*Page text*
Myra Blackmon is a retired public relations professional with both a bachelor's of arts in journalism and a master's in education from the University of Georgia. She and her husband recently moved back to her hometown of Washington, Ga., after several decades in Athens.

By Myra Blackmon

Tuesday's lopsided defeat of the proposed Opportunity School District constitutional amendment in Georgia illustrated a rare phenomenon in the United States these days: people normally on opposite sides came together on an education issue.

Liberals and conservatives, rural and urban residents, people of all races decided that a state takeover of local schools deemed poor performers is not a tolerable solution. At the same time, there was no ballot initiative that let people weigh in on exactly how they want to improved education.

Georgians have a unique opportunity to continue to work across partisan and demographic lines to address problems in schools that serve large populations of poor people in communities that often lack resources. There are several possibilities for this unusual alliance to continue its newfound influence.

*Task*
Continue the column about the defeat of Georgia's Opportunity School District amendment, picking up after its final sentence.

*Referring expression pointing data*

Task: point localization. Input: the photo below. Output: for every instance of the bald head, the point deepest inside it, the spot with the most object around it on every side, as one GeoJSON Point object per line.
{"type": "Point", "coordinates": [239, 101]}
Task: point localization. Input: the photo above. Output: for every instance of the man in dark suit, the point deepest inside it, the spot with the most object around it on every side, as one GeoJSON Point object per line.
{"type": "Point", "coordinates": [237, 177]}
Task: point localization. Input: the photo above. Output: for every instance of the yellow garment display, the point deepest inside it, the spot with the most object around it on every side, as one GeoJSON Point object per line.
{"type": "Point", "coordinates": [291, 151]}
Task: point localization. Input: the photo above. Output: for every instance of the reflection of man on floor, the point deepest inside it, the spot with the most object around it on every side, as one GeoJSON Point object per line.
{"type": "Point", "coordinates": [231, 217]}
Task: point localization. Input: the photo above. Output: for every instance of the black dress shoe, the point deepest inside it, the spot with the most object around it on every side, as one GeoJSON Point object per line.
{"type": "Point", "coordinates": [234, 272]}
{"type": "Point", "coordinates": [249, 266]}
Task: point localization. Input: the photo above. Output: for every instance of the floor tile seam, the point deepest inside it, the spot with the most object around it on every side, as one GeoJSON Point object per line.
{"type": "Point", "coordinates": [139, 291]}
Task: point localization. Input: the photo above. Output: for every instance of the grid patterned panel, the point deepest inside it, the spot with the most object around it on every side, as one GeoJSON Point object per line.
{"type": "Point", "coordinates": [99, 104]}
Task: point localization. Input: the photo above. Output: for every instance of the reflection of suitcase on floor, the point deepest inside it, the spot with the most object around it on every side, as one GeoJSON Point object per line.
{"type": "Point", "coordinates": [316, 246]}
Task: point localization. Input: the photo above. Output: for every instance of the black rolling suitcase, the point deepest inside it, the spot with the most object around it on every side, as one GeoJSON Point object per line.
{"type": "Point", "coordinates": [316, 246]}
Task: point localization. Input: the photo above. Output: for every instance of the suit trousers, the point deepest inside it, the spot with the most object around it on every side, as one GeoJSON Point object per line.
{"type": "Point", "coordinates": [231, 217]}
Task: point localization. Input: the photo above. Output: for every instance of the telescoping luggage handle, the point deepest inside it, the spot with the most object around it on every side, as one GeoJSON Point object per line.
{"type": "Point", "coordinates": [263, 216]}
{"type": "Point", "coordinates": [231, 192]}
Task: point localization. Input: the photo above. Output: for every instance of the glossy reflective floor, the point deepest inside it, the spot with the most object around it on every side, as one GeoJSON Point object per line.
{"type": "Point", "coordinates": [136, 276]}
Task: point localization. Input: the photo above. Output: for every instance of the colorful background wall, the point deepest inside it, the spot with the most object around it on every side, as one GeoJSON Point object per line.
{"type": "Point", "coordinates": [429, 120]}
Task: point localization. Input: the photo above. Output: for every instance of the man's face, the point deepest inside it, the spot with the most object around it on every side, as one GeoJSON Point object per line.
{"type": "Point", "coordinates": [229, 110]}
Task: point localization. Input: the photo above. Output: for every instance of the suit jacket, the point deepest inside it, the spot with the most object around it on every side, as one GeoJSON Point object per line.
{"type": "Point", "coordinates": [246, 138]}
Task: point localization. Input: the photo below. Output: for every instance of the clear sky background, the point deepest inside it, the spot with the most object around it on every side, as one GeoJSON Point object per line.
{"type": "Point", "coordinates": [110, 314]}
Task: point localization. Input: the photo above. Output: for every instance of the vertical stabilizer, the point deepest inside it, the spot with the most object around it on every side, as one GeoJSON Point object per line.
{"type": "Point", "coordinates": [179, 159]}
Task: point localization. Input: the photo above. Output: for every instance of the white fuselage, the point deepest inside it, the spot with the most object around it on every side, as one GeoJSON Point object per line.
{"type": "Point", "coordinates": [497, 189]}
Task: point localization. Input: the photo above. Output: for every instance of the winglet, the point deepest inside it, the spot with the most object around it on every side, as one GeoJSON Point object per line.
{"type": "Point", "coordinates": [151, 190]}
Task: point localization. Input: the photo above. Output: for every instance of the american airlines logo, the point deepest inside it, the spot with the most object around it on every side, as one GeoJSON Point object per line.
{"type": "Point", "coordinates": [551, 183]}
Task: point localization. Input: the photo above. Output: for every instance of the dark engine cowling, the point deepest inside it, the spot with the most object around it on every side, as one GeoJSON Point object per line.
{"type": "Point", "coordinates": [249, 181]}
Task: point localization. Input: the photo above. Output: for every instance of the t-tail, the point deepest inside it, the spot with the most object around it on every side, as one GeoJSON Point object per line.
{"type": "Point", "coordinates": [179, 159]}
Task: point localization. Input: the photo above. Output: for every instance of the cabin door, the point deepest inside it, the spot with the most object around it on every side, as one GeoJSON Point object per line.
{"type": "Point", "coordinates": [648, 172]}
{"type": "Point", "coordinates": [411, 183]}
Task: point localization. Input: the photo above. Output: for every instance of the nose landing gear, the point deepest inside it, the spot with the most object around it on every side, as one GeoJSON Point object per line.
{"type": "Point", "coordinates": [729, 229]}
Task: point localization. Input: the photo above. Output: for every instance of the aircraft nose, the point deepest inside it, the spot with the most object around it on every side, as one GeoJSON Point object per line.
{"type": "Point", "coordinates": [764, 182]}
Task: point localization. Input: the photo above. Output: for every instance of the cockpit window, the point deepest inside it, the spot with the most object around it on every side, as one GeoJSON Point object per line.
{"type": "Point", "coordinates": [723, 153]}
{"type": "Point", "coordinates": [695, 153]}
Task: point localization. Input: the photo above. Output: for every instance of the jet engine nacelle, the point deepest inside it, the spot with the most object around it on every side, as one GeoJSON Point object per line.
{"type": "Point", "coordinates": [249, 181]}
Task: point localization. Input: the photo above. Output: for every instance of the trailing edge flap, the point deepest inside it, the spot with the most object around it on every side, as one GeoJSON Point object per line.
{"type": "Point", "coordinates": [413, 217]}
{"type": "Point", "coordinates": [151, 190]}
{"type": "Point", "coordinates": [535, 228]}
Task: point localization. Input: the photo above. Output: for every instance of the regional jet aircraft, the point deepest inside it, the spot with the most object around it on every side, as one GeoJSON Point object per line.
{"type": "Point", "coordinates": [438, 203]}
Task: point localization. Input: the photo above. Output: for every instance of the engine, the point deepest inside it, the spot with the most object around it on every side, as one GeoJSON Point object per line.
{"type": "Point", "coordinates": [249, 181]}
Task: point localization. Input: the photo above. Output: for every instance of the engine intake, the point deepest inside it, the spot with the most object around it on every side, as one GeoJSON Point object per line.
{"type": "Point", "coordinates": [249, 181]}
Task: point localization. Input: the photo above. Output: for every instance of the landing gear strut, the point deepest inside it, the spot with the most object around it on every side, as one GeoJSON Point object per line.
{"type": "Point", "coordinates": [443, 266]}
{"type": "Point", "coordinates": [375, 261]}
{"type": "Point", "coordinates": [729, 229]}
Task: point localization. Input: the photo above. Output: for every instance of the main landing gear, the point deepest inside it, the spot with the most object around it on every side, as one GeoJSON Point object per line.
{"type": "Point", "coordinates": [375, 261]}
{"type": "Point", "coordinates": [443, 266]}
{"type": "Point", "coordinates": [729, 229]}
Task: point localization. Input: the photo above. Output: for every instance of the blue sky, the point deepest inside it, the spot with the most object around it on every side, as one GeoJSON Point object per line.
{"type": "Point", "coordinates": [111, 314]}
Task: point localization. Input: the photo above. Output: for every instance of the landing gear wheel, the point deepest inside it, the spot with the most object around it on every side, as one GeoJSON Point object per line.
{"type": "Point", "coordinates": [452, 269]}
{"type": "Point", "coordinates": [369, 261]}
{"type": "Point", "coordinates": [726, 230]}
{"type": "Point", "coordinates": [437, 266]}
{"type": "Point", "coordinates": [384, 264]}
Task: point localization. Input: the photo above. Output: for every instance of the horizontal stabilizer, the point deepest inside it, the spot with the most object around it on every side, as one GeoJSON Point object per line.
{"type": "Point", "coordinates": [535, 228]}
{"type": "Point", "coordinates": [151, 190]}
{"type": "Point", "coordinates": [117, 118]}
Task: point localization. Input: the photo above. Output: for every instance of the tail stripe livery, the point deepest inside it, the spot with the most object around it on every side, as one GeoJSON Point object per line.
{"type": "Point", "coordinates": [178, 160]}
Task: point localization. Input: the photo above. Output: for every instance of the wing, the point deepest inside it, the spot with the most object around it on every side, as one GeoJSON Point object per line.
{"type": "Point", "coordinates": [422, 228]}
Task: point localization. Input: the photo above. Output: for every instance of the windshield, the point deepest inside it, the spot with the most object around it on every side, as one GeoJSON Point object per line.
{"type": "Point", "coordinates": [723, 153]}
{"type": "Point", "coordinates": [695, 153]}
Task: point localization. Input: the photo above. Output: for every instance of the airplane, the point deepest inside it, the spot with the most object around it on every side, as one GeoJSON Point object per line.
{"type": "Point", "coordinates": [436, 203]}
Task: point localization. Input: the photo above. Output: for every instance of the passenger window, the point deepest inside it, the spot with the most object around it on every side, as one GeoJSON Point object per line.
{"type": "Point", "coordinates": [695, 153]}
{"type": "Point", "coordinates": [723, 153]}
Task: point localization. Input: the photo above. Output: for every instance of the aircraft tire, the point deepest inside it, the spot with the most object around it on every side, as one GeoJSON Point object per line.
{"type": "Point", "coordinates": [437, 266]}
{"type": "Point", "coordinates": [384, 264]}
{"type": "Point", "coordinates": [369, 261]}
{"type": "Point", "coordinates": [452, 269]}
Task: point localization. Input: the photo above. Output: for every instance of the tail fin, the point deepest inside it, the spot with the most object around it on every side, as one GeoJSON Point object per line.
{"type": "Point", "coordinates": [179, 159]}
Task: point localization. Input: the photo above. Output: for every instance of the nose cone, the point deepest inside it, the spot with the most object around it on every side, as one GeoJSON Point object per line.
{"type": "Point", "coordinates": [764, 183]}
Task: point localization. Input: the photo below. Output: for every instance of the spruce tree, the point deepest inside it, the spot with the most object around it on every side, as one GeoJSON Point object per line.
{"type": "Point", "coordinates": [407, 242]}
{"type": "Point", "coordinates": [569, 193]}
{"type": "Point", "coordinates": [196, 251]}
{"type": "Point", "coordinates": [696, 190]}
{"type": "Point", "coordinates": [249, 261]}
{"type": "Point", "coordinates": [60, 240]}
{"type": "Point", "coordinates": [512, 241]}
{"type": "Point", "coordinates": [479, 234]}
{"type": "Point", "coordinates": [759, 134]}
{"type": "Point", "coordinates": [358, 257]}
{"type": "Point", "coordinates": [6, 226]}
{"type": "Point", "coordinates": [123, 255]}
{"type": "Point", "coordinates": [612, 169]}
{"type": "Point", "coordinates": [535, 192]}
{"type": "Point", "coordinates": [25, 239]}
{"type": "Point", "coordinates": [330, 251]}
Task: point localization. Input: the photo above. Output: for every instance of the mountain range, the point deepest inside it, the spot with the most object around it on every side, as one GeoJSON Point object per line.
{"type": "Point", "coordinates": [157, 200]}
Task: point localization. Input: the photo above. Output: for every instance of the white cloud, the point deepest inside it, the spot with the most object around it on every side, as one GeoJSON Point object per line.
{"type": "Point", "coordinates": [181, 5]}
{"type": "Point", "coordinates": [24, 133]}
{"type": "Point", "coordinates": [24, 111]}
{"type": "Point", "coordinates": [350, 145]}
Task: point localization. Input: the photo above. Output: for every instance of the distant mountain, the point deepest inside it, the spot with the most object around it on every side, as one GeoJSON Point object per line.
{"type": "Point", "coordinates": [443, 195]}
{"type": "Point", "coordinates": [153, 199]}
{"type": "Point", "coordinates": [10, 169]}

*Result of this exercise*
First, we can use the same techniques to insist the Legislature fully fund the Quality Basic Education formula that promises equitable and sufficient funding for all schools. Changing the formula will do no good if we don’t know what would happen if we actually funded the one we have had in place for decades. We must also insist that money that would have been spent on the Opportunity School District be used to help those 127 schools on the original target list.

Second, we must advocate for allowing the state Department of Education to do its job. As state School Superintendent Richard Woods outlined in a recent piece, the state DOE has the knowledge and expertise to help struggling schools improve their performance. In recent years, however, the governor and the Legislature have regularly bypassed the DOE and its elected head, imposing new rules and ignoring any input from the one department of state government that has the personnel, experience and reach most likely to help solve our problems.

Third, we must insist on appropriate assessment of school performance. The College and Career Ready Performance Index is being misused to "grade schools" as passing or failing when it was designed to simply measure growth. Further, the CCRPI wrongly relies almost entirely on the results of the Georgia Milestones standardized tests.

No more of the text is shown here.